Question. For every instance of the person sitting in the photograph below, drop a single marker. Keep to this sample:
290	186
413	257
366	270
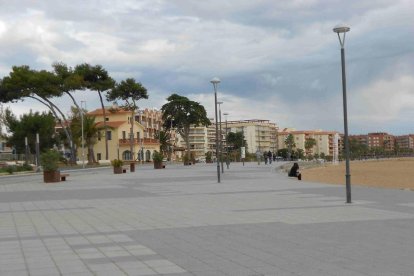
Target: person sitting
294	171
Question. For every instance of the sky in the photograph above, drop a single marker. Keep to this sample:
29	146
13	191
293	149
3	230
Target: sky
277	60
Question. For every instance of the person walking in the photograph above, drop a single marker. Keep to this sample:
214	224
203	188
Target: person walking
269	156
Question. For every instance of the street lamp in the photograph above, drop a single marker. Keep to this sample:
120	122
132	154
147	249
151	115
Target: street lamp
83	140
227	148
215	81
221	138
341	29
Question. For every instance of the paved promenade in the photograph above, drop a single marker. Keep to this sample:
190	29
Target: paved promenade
180	221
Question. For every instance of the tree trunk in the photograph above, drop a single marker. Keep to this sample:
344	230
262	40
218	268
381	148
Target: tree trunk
131	136
69	131
52	107
105	127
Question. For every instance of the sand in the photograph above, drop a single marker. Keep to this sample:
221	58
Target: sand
389	173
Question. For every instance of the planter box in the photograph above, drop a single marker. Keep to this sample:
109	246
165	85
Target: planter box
159	165
49	177
117	170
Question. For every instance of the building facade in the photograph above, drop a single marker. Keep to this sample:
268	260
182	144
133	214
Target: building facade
119	134
405	141
327	142
376	140
260	135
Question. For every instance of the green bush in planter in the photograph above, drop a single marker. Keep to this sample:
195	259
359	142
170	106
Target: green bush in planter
117	163
157	157
50	160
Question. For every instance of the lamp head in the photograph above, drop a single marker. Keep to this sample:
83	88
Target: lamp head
341	28
215	80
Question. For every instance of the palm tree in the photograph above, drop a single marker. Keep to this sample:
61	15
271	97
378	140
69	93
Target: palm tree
90	132
164	138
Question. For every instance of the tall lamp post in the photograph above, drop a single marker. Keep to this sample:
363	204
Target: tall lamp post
83	140
342	30
221	138
215	81
226	146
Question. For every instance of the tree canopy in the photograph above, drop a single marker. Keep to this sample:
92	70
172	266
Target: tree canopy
181	113
27	126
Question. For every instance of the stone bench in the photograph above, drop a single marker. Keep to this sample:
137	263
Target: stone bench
104	162
63	176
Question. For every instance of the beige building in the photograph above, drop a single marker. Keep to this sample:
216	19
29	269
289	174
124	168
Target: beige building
327	142
260	135
405	141
202	139
146	124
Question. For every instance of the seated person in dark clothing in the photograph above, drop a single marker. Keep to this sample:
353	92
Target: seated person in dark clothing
294	171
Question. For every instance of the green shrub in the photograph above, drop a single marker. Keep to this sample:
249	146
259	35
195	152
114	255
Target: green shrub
10	169
157	157
49	160
117	163
25	167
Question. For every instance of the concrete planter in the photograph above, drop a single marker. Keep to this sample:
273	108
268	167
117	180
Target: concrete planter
117	170
50	177
159	165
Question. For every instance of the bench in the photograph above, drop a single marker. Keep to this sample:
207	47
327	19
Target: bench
63	176
104	162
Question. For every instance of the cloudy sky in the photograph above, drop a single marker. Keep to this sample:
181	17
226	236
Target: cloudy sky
277	60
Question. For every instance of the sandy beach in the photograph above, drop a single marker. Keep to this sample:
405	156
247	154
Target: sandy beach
389	173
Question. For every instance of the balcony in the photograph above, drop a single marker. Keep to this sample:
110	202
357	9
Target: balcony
145	141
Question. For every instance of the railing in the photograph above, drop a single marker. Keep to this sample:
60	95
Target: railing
123	142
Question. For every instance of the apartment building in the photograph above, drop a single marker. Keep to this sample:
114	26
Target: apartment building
146	123
405	141
201	139
327	142
376	140
260	135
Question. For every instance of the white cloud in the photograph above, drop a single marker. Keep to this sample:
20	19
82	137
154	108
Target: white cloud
384	100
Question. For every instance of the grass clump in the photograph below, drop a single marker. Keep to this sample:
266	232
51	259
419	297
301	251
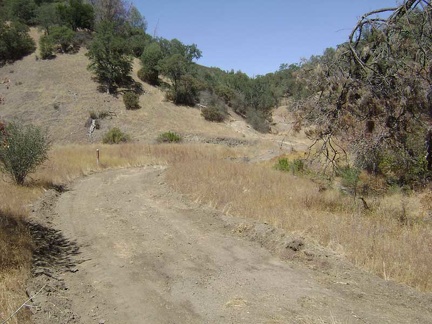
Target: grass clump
115	136
169	137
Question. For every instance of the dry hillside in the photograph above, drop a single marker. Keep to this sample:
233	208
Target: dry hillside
59	94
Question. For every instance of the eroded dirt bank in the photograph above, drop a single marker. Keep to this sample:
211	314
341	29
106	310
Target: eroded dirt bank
130	250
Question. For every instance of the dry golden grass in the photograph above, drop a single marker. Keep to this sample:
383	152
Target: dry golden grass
390	239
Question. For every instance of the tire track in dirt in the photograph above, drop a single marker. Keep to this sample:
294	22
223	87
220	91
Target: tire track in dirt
153	257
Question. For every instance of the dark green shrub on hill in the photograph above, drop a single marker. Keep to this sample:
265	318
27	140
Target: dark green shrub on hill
22	150
169	137
131	100
115	136
15	42
213	114
63	37
46	47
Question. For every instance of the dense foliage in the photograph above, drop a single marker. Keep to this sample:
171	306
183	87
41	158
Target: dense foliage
22	149
371	97
15	43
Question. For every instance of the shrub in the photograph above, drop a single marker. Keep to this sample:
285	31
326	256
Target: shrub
296	166
257	120
213	114
131	100
15	42
169	137
350	177
46	47
22	149
115	136
149	76
63	37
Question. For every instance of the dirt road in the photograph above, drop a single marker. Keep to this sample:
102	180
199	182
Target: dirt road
133	251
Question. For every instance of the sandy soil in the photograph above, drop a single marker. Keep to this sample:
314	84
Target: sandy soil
122	247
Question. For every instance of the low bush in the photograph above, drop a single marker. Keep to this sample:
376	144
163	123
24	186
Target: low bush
22	149
213	114
295	166
169	137
115	136
131	101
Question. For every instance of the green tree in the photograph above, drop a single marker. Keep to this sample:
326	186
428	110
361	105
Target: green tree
22	150
109	57
184	87
21	10
77	14
46	47
150	59
63	36
47	16
15	42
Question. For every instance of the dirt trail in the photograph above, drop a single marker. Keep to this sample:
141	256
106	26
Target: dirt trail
147	255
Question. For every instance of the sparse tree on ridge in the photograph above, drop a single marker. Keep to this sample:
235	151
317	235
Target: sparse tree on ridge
109	57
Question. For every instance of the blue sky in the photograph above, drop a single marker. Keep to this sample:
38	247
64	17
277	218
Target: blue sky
256	36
:::
Skipping the pictures, transcribe each line above exactly as it appears.

# [SOLUTION TO THE EXERCISE]
Question. For every instance of the person sitting in the photograph below, drop a single marker. Keep to this sample:
290	186
413	257
366	270
Target: person sitting
294	171
Question. For every instance of the sky in the photograph above, drop a single marker. Keep to this sample:
29	146
13	191
293	149
3	230
Target: sky
277	60
Question. For every instance of the person walking in the photograph above, drop a single marker. Keep to this sample:
214	224
203	188
Target: person walking
269	156
Question. For every instance of the street lamp in the photograph above, drop a single marker. Keep to this sample:
120	122
132	154
147	249
151	115
Target: street lamp
83	140
227	148
215	81
221	138
341	29
Question. For every instance of the paved promenade in the photograph above, drop a single marker. Keep to this sample:
190	29
Target: paved promenade
180	221
Question. For every instance of the tree trunk in the photograph above, drop a single marker. Keep to this sample:
344	230
262	40
218	268
381	148
Target: tree trunk
131	136
69	131
52	107
105	127
Question. For every instance of the sand in the photograph above, drop a single marker. Keep to this sample:
221	58
Target: sand
389	173
Question. For every instance of the planter box in the photograph above, drop a single marker. Keep to this sample:
109	246
165	85
Target: planter box
159	165
49	177
117	170
Question. For every instance of the building facade in the photograph above, drop a single marker. Keep to this sample:
268	260
182	144
133	214
Target: building facade
119	134
405	141
327	142
376	140
260	135
Question. For every instance of the green bush in planter in the photograph above, drop a single marker. Keep to this sample:
195	259
359	142
170	106
Target: green bush in planter
117	163
157	157
50	160
Question. For every instance of the lamp head in the photograph above, drop a single marker. Keep to this sample:
83	88
Target: lamp head
341	28
215	80
Question. For every instance of the palm tree in the photograph above, drop a single marker. Keep to this sample:
61	15
271	97
378	140
69	93
Target: palm tree
90	132
164	138
Question. For every instance of the tall lamp post in the photograph above, drop a single marker. Keep to this sample:
363	204
Target: tall lamp post
83	140
342	30
221	138
215	81
226	146
Question. For every instance of the tree canopy in the photograph above, drop a single marker. Keep to this sample:
92	70
172	266
Target: tree canopy
181	113
27	126
Question. For every instance of the stone bench in the photograph above, drop a single marker. Keep to this sample:
137	263
Target: stone bench
104	162
63	176
Question. For every instance of the beige building in the photograph above, drop a single marker. Keep to this sample:
216	19
29	269
289	174
124	168
Target: beige building
327	142
260	135
405	141
202	139
146	124
Question. For every instance of the seated person in dark clothing in the photograph above, drop a single marker. Keep to this sample:
353	92
Target: seated person in dark clothing
294	171
Question. For every instance of the green shrub in the photograph above, drop a single marker. Keep to this sample:
249	146
259	35
195	152
114	255
Target: green shrub
10	169
157	157
49	160
117	163
25	167
Question. For every instance of the concrete planter in the photograph above, drop a single marker. Keep to this sample:
273	108
268	167
117	180
Target: concrete planter
117	170
50	177
159	165
Question. For every instance of the bench in the photograph above, drop a single marker. Keep to this sample:
207	47
327	19
Target: bench
63	176
104	162
Question. For every instance of the cloudy sky in the photograph above, drop a single marker. Keep to this sample:
181	17
226	236
Target: cloudy sky
277	60
Question. For every instance of the sandy beach in the photograph above, drop a single marker. Keep to this sample:
405	156
247	154
Target: sandy beach
389	173
Question. For every instance of the balcony in the photograph above, drop a single marker. Keep to this sample:
110	202
357	9
Target: balcony
145	141
Question. For every instance of the railing in the photograph above, drop a single marker. Keep to this sample:
60	95
Target: railing
123	142
Question. For every instance of the apartment building in the photograph above, drop a single marker. Keep to this sample:
114	26
Target: apartment building
146	123
405	141
201	139
327	142
376	140
260	135
Question. For every instance of the white cloud in the photograph above, drop a single marker. Keep to this sample:
20	19
82	137
154	108
Target: white cloud
384	100
Question. For every instance of the grass clump in the photograph below, drop a single marker. Keep to this sample:
266	232
51	259
419	297
301	251
Target: grass clump
115	136
169	137
Question. For every instance of the dry hillside in the photograph above, drop a single marker. Keep to this sample:
233	208
Target: dry hillside
59	94
Question. For every instance of the eroded dirt bank in the photograph above, drop a single marker. Keep to this sample:
211	314
341	29
106	310
Target: eroded dirt bank
130	250
Question. For every instance of the dry golden grass in the photograph above, drop a single marker. Keep to this sample:
383	152
Target: dry golden grass
390	239
Question. For every instance of the tire track in dirt in the photograph above, drop a single marker. Keep to this sample:
294	22
223	87
220	91
Target: tire track in dirt
153	257
Question. For every instance of the dark green shrub on hill in the photograph above, drop a single marker. Keep to this sample:
265	318
27	140
Target: dark green shrub on hill
22	150
169	137
131	100
115	136
15	42
213	114
63	37
46	47
Question. For every instance of the dense foliage in the photograph above, drop a single marker. Keep to this sample:
171	306
183	87
41	158
Target: dense foliage
22	149
371	97
15	43
Question. For every instance of the shrub in the photograph above, drop a single marker. Keep to this sample:
285	31
326	256
Target: shrub
296	166
257	120
213	114
131	100
15	42
169	137
350	177
46	47
22	149
115	136
149	76
63	37
Question. For every instance of the dirt road in the photograph above, drop a single marker. Keep to this sample:
102	180
199	182
Target: dirt road
133	251
Question. For every instance of the sandy soil in the photograph above, drop a single marker. Keep to this sample:
314	84
Target: sandy soil
122	247
Question. For every instance of the low bush in the photograph above, drop a single marker. Keep to this sample:
376	144
163	123
24	186
Target: low bush
22	149
213	114
295	166
169	137
115	136
131	101
Question. For every instance of the green tree in the photograph above, drop a single marker. Keep to this sample:
326	186
428	110
361	105
Target: green tree
22	150
109	57
184	87
21	10
77	14
46	47
150	59
63	36
47	16
15	42
Question. For every instance of the dirt trail in the photograph above, drop a single marker. Keep to this sample:
141	256
106	26
Target: dirt trail
147	255
Question. For every instance of the sparse tree on ridge in the photograph above, drop a single marker. Keep to this sample:
235	151
317	235
Target: sparse tree on ridge
109	57
Question. For every instance of the blue sky in the photograph above, drop a single marker. Keep to this sample:
38	247
64	17
277	218
Target: blue sky
256	36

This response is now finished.